→ MATERIAL TO PROCESS:
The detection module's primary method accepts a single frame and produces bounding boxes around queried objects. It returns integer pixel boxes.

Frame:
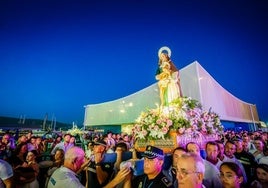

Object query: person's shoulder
[161,175,173,187]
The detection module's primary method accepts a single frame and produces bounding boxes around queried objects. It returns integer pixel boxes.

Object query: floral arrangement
[132,97,223,140]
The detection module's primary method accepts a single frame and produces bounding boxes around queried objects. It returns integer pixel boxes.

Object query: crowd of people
[0,131,268,188]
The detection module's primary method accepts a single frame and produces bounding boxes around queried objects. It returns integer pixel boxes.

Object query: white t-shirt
[47,166,85,188]
[0,159,13,188]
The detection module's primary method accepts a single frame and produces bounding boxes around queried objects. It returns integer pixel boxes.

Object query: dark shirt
[132,172,174,188]
[234,150,257,183]
[87,162,114,188]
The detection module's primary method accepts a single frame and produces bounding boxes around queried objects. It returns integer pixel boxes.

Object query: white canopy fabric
[84,61,259,126]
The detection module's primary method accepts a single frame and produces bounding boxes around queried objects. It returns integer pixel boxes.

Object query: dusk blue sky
[0,0,268,125]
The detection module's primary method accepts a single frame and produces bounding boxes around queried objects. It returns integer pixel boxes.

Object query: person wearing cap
[47,146,85,188]
[124,145,174,188]
[163,147,186,187]
[186,142,222,188]
[176,153,205,188]
[51,133,74,155]
[232,136,258,185]
[86,140,114,188]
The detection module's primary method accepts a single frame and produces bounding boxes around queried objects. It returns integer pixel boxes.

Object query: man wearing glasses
[176,153,205,188]
[124,145,174,188]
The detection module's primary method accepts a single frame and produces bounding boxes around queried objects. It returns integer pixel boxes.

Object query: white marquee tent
[84,61,259,127]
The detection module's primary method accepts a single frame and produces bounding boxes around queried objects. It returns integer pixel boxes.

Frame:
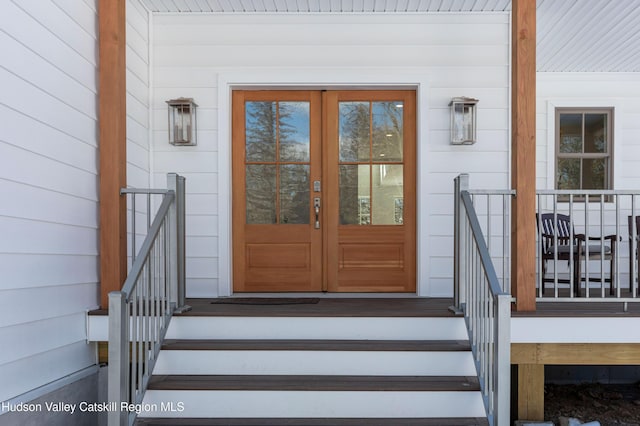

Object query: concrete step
[166,316,468,340]
[154,340,476,376]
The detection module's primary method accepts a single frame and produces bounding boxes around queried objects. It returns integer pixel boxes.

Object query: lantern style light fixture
[167,98,198,146]
[449,96,478,145]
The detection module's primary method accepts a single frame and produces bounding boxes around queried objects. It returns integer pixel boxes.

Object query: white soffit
[142,0,511,13]
[141,0,640,72]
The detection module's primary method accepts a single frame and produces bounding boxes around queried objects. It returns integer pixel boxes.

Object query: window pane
[560,114,582,153]
[245,102,276,161]
[556,158,580,189]
[280,164,309,224]
[371,164,404,225]
[584,114,607,153]
[339,102,370,162]
[373,101,403,162]
[278,102,309,162]
[582,158,609,189]
[246,164,276,224]
[339,165,371,225]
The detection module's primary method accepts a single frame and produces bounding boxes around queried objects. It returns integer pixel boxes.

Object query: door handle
[313,197,320,229]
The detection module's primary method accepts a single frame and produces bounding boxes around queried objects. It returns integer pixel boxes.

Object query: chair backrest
[536,213,575,252]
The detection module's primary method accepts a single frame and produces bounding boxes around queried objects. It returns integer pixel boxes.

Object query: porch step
[148,375,480,392]
[154,340,476,376]
[138,301,487,426]
[144,376,484,418]
[136,417,489,426]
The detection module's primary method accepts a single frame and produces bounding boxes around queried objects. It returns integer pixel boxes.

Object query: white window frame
[538,98,622,189]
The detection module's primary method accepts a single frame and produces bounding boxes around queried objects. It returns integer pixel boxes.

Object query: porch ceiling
[141,0,640,72]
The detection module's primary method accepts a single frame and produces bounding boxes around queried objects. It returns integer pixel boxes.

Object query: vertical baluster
[552,194,556,298]
[578,194,591,299]
[131,193,136,265]
[629,194,639,298]
[611,195,623,299]
[568,194,582,297]
[600,194,613,298]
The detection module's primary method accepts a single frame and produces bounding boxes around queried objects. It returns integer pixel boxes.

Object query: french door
[232,91,416,292]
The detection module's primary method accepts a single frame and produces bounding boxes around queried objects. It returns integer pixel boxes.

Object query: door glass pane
[556,158,580,189]
[582,158,608,189]
[280,164,309,224]
[371,164,404,225]
[245,102,276,161]
[373,101,403,162]
[245,164,276,224]
[339,164,371,225]
[560,114,582,153]
[278,102,309,162]
[339,102,371,162]
[584,114,607,153]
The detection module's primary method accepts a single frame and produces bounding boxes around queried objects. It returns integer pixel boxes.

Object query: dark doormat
[211,297,320,305]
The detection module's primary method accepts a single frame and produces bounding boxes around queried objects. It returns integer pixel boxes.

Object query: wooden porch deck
[179,295,455,317]
[179,298,640,317]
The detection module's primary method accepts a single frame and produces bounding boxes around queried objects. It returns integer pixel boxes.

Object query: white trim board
[218,68,430,296]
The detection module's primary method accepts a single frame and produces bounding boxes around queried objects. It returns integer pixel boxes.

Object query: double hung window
[555,108,613,190]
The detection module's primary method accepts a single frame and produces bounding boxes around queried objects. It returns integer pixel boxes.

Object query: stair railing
[107,173,190,426]
[452,174,511,425]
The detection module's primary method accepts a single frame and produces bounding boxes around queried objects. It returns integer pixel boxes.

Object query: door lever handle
[313,197,320,229]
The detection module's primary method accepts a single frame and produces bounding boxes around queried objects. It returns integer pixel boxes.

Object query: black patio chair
[536,213,618,296]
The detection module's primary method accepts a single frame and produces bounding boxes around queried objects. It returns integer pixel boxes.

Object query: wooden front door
[232,91,416,292]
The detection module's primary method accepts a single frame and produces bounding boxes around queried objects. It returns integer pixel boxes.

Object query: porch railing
[454,174,511,425]
[536,190,640,308]
[107,173,188,426]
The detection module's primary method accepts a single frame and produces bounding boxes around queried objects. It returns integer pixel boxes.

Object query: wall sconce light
[449,96,478,145]
[167,98,198,146]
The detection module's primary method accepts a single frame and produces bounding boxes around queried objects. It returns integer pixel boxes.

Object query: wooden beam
[511,343,640,365]
[511,0,536,311]
[517,364,544,421]
[98,0,127,308]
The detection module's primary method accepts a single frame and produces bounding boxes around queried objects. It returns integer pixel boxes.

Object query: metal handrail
[454,175,511,425]
[536,189,640,310]
[107,173,189,426]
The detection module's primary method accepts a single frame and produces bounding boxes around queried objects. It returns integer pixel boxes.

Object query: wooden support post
[518,364,544,421]
[98,0,127,308]
[511,0,536,311]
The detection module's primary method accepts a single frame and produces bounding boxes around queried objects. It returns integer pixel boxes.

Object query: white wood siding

→ AIM OF THE TASK: Rewrite the listing above, changing each "detection module" to "localization module" and leaving everything else as it is. Leave the pictures out.

→ EXERCISE ANSWER:
The localization module's primary method accepts a single frame and produces bounding boxes around queried objects. It returns integer pixel boxes.

Frame:

Object query: person's shoulder
[161,175,173,187]
The localization module's primary method accepts a single frame and produces bounding boxes around queried objects. It returns integer pixel boxes.

Object query: floral arrangement
[132,97,223,140]
The localization module's primary method accepts a single frame and produces bounding boxes around queried objects. It returns integer pixel boxes.

Object query: crowd of people
[0,131,268,188]
The localization module's primary method accepts a single frame and produces bounding boxes around queried objects. It returns integer pixel boxes.

Object query: white t-shirt
[47,166,85,188]
[0,159,13,188]
The localization module's primary method accepts a single frame and produces bounding boxes around queried objects. It returns integer pixel boxes.

Object query: dark shirt
[132,172,174,188]
[234,150,257,183]
[87,162,114,188]
The localization module's primary method accepts a single frame and produces bounding boxes around queried objects. It returns integer pixel boxes.

Object query: white canopy fabric
[84,61,259,126]
The localization module's primary method accepts a single frame and produces bounding boxes around queried objects. It returns integer pixel boxes.

Object query: dusk blue sky
[0,0,268,125]
The localization module's primary method accepts a single frame and produces bounding boxes around queried objects. It returns integer pixel boxes.

Object query: person wearing cap
[47,146,85,188]
[124,145,174,188]
[163,147,186,187]
[186,142,222,188]
[176,153,205,188]
[51,133,74,155]
[232,136,258,185]
[86,140,114,188]
The localization module's primary method accepts a single frame and produces bounding boxes around queried objects. It returns integer pixel boxes.

Object query: man wearing glasses
[176,153,205,188]
[124,145,174,188]
The localization module's primary method accepts a single frame and produces bounding boxes around queried objects. It returns integer pixel boxes.

Object query: white marquee tent
[84,61,259,127]
The localization module's primary method accepts a single frame and produces bounding boxes around queried objects. It returns integer pixel boxes.

Frame:

Object query: concrete step
[166,316,468,340]
[154,340,476,376]
The localization module's primary method accepts a single frame and produces bounding boxes around queried objects. It returns integer pixel boxes.

Object query: lantern style light fixture
[167,98,198,146]
[449,96,478,145]
The localization module's primary method accepts a single frame and produces bounding boxes around queried objects. It returns integer pixel boxes.

Object query: white soffit
[142,0,511,13]
[141,0,640,72]
The localization module's primary method accepts a single frame and produces bounding boxes around queried objects. It returns integer pixel boxes.

Object query: window pane
[560,114,582,153]
[245,102,276,161]
[556,158,580,189]
[280,164,309,224]
[371,164,404,225]
[584,114,607,153]
[339,102,370,162]
[373,101,403,162]
[278,102,309,162]
[582,158,609,189]
[246,164,276,224]
[339,165,371,225]
The localization module's primary method accepts a single frame and produces bounding boxes around queried objects. It returns integer pixel boxes.

Object query: door handle
[313,197,320,229]
The localization module's primary method accepts a single frame and produces bounding boxes around queried objects. It returns integer pixel boxes.

Object query: chair backrest
[536,213,575,252]
The localization module's primary method accepts a single frame and produces bounding boxes around queried objects. It returns integer pixel boxes.

Object query: porch step
[148,375,480,392]
[154,340,476,376]
[138,301,487,426]
[144,376,484,418]
[136,417,489,426]
The localization module's primary method accepts a single frame and produces bounding boxes around queried objects. It returns integer pixel boxes.

Object query: white window frame
[538,98,622,189]
The localization module's primary method accepts a single frame and produces bounding boxes around queried objects. It returns integer pixel boxes.

Object query: porch ceiling
[141,0,640,72]
The localization module's primary method accepts a single frame and produces bounding boxes around queried objects. It returns integer pixel boxes.

Object query: vertical baluster
[552,194,556,298]
[578,194,591,299]
[131,193,136,265]
[629,194,639,298]
[611,195,623,299]
[568,194,582,297]
[600,194,613,298]
The localization module's primary method accepts a single frame and produces bounding boxes around queried objects. It returns integer pixel boxes.

Object query: french door
[232,91,416,292]
The localization module's primary method accepts a single frame and produces bounding boxes around queried objects. It returns integer pixel boxes.

Object query: door glass pane
[556,158,580,189]
[582,158,608,189]
[280,164,309,224]
[371,164,404,225]
[245,102,276,161]
[373,101,403,162]
[245,164,276,224]
[339,164,371,225]
[560,114,582,153]
[278,102,309,162]
[339,102,371,162]
[584,114,607,153]
The localization module's primary method accepts a single frame and produces bounding boxes around queried objects. It returns integer pixel boxes.

Object query: dark doormat
[211,297,320,305]
The localization module's primary method accepts a single frame and produces bounding boxes around queried objects. It returns integer pixel boxes.

Object query: wooden porch deck
[179,295,455,317]
[179,298,640,317]
The localization module's primary method accepts a single frame and produces bounding boxes around queried objects. It returns integer pixel boxes.

Object query: white trim board
[218,68,430,296]
The localization module's primary method accepts a single frame and produces bounding boxes around queried objects. It returns integer pixel boxes.

Object query: double hung window
[555,108,613,190]
The localization module's primary method accepts a single frame and produces bounding boxes around queried objects. It returns integer pixel boxes.

Object query: stair railing
[107,173,190,426]
[452,174,511,425]
The localization module's primary method accepts a single frame and produces bounding boxes around queried objects. It returns integer pixel boxes.

Object query: door lever handle
[313,197,320,229]
The localization module's primary method accepts a single frame and produces bounding boxes around queried objects. It returns integer pixel boxes.

Object query: black patio chair
[536,213,618,296]
The localization module's primary method accepts a single frame and produces bounding boxes around queried objects. It returns integer pixel boxes.

Object query: wooden front door
[232,91,416,292]
The localization module's primary method accepts a single frame and produces bounding boxes around queried objects. It returns integer pixel boxes.

Object query: porch railing
[454,174,511,425]
[536,190,640,308]
[107,173,188,426]
The localization module's primary method accepts a single frame and produces bounding boxes around queried objects. It returns integer pixel boxes.

Object query: wall sconce light
[449,96,478,145]
[167,98,198,146]
The localization module's primary method accepts a single frame and produces bounding boxes around queried objects. It returns integer pixel boxes.

Object query: wooden beam
[511,343,640,365]
[511,0,536,311]
[517,364,544,421]
[98,0,127,308]
The localization module's primary method accepts a single frame and produces bounding boxes around queried objects. It returns integer pixel boxes.

Object query: metal handrail
[454,175,511,425]
[536,189,640,310]
[107,173,189,426]
The localization module's primary method accepts a single frame and produces bounding boxes around queried objects. It returns integer pixel boxes.

Object query: wooden support post
[518,364,544,421]
[98,0,127,308]
[511,0,536,311]
The localization module's primary method accepts a single frame and produces bounding boxes around queried objects. It returns integer pixel boxes.

Object query: white wood siding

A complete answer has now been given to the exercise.